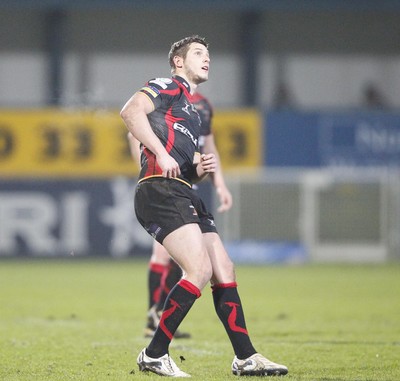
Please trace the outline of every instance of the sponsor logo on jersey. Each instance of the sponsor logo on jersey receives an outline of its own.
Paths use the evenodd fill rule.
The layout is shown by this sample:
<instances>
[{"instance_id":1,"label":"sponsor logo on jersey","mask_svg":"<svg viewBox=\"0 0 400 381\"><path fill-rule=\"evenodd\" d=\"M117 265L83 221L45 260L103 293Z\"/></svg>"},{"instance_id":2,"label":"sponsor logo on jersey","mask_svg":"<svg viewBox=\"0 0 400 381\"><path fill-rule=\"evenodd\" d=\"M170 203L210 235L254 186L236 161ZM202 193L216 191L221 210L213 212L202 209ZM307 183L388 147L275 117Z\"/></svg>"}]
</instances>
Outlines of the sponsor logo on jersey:
<instances>
[{"instance_id":1,"label":"sponsor logo on jersey","mask_svg":"<svg viewBox=\"0 0 400 381\"><path fill-rule=\"evenodd\" d=\"M182 124L180 123L174 123L174 130L181 132L182 134L186 135L187 137L190 138L192 143L197 146L197 139L193 136L193 134Z\"/></svg>"}]
</instances>

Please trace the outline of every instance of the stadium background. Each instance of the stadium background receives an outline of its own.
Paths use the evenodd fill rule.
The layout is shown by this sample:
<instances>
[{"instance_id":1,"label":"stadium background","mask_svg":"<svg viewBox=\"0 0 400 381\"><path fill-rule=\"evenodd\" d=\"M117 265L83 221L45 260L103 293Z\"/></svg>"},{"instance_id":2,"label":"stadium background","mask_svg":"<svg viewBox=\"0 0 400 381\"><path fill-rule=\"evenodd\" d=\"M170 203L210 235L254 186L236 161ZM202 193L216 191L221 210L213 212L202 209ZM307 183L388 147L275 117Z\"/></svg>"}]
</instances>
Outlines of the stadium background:
<instances>
[{"instance_id":1,"label":"stadium background","mask_svg":"<svg viewBox=\"0 0 400 381\"><path fill-rule=\"evenodd\" d=\"M171 42L198 33L210 42L202 92L235 200L217 223L235 261L400 258L398 1L10 0L0 10L1 257L149 252L118 110L169 75Z\"/></svg>"}]
</instances>

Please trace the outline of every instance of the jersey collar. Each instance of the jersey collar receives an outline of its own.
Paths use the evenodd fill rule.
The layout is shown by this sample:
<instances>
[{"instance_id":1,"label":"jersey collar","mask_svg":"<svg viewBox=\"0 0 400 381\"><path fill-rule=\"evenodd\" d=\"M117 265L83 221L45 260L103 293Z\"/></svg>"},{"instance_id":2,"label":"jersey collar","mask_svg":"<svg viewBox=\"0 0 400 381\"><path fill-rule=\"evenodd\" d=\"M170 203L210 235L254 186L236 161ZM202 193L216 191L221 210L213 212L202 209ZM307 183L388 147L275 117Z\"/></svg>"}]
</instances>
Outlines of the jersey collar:
<instances>
[{"instance_id":1,"label":"jersey collar","mask_svg":"<svg viewBox=\"0 0 400 381\"><path fill-rule=\"evenodd\" d=\"M190 94L190 85L189 83L186 81L186 79L180 77L179 75L174 75L173 77L174 79L176 79L179 83L181 83L186 90L188 91L188 93Z\"/></svg>"}]
</instances>

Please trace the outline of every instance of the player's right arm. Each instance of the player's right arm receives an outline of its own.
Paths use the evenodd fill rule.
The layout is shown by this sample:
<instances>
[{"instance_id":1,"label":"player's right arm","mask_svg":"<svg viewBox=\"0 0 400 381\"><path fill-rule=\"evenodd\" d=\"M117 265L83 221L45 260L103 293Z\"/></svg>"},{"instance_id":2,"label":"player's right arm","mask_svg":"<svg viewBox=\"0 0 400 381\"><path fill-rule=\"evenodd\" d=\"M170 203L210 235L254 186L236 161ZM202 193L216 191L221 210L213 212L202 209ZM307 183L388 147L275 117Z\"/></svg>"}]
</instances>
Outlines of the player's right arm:
<instances>
[{"instance_id":1,"label":"player's right arm","mask_svg":"<svg viewBox=\"0 0 400 381\"><path fill-rule=\"evenodd\" d=\"M120 115L133 137L156 155L163 177L177 177L180 175L178 163L168 154L147 118L147 114L153 110L152 101L145 94L137 92L126 102Z\"/></svg>"}]
</instances>

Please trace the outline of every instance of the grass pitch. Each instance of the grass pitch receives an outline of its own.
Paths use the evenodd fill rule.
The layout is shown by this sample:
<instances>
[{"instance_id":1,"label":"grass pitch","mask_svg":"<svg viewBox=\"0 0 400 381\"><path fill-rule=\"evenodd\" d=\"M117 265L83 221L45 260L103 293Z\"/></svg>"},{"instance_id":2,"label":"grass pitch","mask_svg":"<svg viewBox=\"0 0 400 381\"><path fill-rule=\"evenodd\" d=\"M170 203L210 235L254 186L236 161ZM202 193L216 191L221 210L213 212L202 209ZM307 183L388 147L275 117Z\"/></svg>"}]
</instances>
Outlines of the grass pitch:
<instances>
[{"instance_id":1,"label":"grass pitch","mask_svg":"<svg viewBox=\"0 0 400 381\"><path fill-rule=\"evenodd\" d=\"M286 380L400 380L400 265L238 266L247 328ZM147 262L0 261L0 379L140 381ZM193 380L233 380L209 287L170 352ZM185 358L181 363L180 356Z\"/></svg>"}]
</instances>

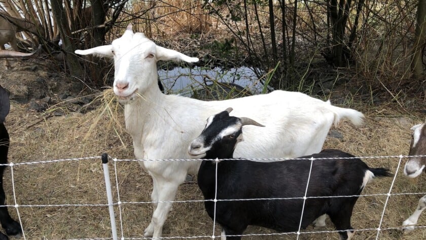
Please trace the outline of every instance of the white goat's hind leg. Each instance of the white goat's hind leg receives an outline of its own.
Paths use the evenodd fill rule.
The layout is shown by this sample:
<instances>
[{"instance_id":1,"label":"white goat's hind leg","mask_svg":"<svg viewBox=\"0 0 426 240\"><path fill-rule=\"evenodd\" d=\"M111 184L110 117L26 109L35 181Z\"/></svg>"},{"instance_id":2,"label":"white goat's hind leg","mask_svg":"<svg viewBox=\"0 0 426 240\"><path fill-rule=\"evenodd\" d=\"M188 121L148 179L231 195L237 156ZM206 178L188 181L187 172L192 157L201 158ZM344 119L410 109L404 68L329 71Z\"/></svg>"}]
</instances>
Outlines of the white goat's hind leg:
<instances>
[{"instance_id":1,"label":"white goat's hind leg","mask_svg":"<svg viewBox=\"0 0 426 240\"><path fill-rule=\"evenodd\" d=\"M151 193L151 201L153 202L153 205L154 207L154 212L157 210L157 208L158 207L158 184L157 183L157 180L155 178L152 178L153 188L152 192ZM145 228L144 231L144 235L147 237L152 236L154 234L154 223L152 219L150 223L150 225Z\"/></svg>"},{"instance_id":2,"label":"white goat's hind leg","mask_svg":"<svg viewBox=\"0 0 426 240\"><path fill-rule=\"evenodd\" d=\"M155 178L152 178L152 185L151 200L153 202L154 211L155 211L156 209L157 209L157 206L158 205L158 184L157 183L157 180Z\"/></svg>"},{"instance_id":3,"label":"white goat's hind leg","mask_svg":"<svg viewBox=\"0 0 426 240\"><path fill-rule=\"evenodd\" d=\"M167 218L167 215L171 209L172 201L174 200L176 196L176 193L178 191L178 188L179 187L179 183L172 182L162 182L157 180L158 184L158 205L153 214L151 223L154 226L154 232L152 234L153 240L156 240L161 237L163 231L163 226ZM148 227L149 227L149 226ZM147 235L144 234L146 237L149 235L146 232Z\"/></svg>"},{"instance_id":4,"label":"white goat's hind leg","mask_svg":"<svg viewBox=\"0 0 426 240\"><path fill-rule=\"evenodd\" d=\"M6 48L5 48L5 45L0 44L0 49L5 50L6 50ZM10 69L11 68L10 63L9 61L8 61L7 58L5 58L5 69Z\"/></svg>"},{"instance_id":5,"label":"white goat's hind leg","mask_svg":"<svg viewBox=\"0 0 426 240\"><path fill-rule=\"evenodd\" d=\"M418 201L418 205L413 214L411 214L411 216L402 223L402 225L405 227L403 230L404 233L411 232L414 229L414 225L417 224L420 215L425 209L426 209L426 195Z\"/></svg>"},{"instance_id":6,"label":"white goat's hind leg","mask_svg":"<svg viewBox=\"0 0 426 240\"><path fill-rule=\"evenodd\" d=\"M314 220L312 222L315 228L324 227L326 226L326 219L327 218L327 214L323 214Z\"/></svg>"}]
</instances>

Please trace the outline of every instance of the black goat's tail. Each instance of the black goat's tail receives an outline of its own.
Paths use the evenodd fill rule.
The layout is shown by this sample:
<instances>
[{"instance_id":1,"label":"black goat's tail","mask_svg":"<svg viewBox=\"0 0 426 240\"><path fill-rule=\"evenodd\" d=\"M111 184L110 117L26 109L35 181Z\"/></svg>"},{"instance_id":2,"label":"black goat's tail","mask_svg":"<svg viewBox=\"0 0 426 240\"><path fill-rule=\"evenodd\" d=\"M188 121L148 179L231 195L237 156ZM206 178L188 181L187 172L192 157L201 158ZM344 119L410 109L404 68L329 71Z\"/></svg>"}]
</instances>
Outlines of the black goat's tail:
<instances>
[{"instance_id":1,"label":"black goat's tail","mask_svg":"<svg viewBox=\"0 0 426 240\"><path fill-rule=\"evenodd\" d=\"M363 189L370 180L377 177L390 177L392 175L389 169L379 167L377 168L372 168L369 167L365 172L363 180L363 184L361 185L361 189Z\"/></svg>"}]
</instances>

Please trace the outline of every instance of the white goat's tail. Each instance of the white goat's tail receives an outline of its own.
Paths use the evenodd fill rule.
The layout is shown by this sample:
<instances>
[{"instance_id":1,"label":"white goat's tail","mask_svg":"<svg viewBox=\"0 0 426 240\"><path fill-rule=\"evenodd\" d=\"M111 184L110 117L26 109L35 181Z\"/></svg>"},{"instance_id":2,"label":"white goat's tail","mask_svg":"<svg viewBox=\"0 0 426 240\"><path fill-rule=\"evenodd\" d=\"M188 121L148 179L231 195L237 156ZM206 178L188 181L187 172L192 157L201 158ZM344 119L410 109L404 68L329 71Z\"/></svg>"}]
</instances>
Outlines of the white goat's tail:
<instances>
[{"instance_id":1,"label":"white goat's tail","mask_svg":"<svg viewBox=\"0 0 426 240\"><path fill-rule=\"evenodd\" d=\"M333 106L330 100L328 100L327 103L330 105L330 110L334 113L334 125L337 125L342 118L349 119L356 126L360 126L364 123L364 115L361 112Z\"/></svg>"}]
</instances>

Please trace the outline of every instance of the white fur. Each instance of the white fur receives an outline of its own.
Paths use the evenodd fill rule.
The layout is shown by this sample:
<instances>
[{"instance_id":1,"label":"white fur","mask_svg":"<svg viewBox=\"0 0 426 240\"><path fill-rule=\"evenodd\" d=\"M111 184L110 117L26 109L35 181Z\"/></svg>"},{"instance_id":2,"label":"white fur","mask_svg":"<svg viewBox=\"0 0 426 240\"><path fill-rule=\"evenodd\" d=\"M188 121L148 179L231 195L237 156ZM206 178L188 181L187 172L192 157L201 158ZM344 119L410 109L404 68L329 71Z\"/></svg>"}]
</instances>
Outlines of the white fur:
<instances>
[{"instance_id":1,"label":"white fur","mask_svg":"<svg viewBox=\"0 0 426 240\"><path fill-rule=\"evenodd\" d=\"M266 126L244 128L244 141L235 157L294 158L319 152L330 128L341 118L355 124L363 115L338 108L300 92L275 91L223 101L204 101L159 89L156 62L160 60L196 62L177 51L159 46L131 28L111 45L76 52L114 56L114 92L125 104L126 128L133 138L138 159L189 158L188 147L202 130L210 116L232 107L235 116L244 116ZM178 187L187 174L196 174L200 161L141 161L152 177L153 201L174 200ZM155 204L146 236L160 237L171 207Z\"/></svg>"},{"instance_id":2,"label":"white fur","mask_svg":"<svg viewBox=\"0 0 426 240\"><path fill-rule=\"evenodd\" d=\"M373 174L371 171L369 170L365 171L364 177L363 180L363 184L361 185L361 189L363 189L367 185L367 184L370 182L370 180L373 179L374 178L374 174Z\"/></svg>"},{"instance_id":3,"label":"white fur","mask_svg":"<svg viewBox=\"0 0 426 240\"><path fill-rule=\"evenodd\" d=\"M416 146L421 138L426 138L426 136L421 134L422 129L423 127L425 127L425 126L426 126L426 121L424 123L416 125L411 128L411 130L413 131L412 148ZM413 152L412 148L410 149L410 155L413 156L426 155L426 149L424 147L424 146L423 146L423 147L420 147L417 149L417 152ZM421 164L420 162L420 158L419 157L409 158L404 168L404 175L409 178L418 177L423 172L425 167L425 165ZM410 173L409 174L409 173ZM402 225L405 227L403 229L404 233L411 232L414 229L414 225L417 224L418 218L425 209L426 209L426 195L420 198L416 210L408 218L402 223Z\"/></svg>"}]
</instances>

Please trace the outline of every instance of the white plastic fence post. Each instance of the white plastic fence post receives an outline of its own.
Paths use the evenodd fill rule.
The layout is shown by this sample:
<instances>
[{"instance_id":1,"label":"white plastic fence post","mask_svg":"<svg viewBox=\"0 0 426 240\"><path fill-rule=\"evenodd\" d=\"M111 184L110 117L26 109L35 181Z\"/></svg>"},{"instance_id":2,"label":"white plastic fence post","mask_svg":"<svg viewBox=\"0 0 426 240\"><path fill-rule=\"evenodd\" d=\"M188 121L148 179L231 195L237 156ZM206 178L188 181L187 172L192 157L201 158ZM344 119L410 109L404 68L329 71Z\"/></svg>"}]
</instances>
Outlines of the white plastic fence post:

• [CHALLENGE]: Rewrite the stretch from the line containing "Please trace the outline of every instance of the white plastic" through the end of the entries, replacing every occurrence of "evenodd" with "nonzero" and changing nothing else. Give only those lines.

• [TASK SOLUTION]:
Please trace the outline of every instance of the white plastic fence post. Each instance of the white plastic fence post receives an outline of its own.
Paths use the nonzero fill rule.
The layout is shown by this sample:
<instances>
[{"instance_id":1,"label":"white plastic fence post","mask_svg":"<svg viewBox=\"0 0 426 240\"><path fill-rule=\"nonzero\" d=\"M111 184L110 117L26 109L35 181Z\"/></svg>"},{"instance_id":2,"label":"white plastic fence post","mask_svg":"<svg viewBox=\"0 0 426 240\"><path fill-rule=\"nonzero\" d=\"M188 121L148 179L231 195L237 156ZM206 178L188 181L187 172L192 157L201 158ZM344 119L410 109L404 68L329 71Z\"/></svg>"}]
</instances>
Outlines of the white plastic fence post:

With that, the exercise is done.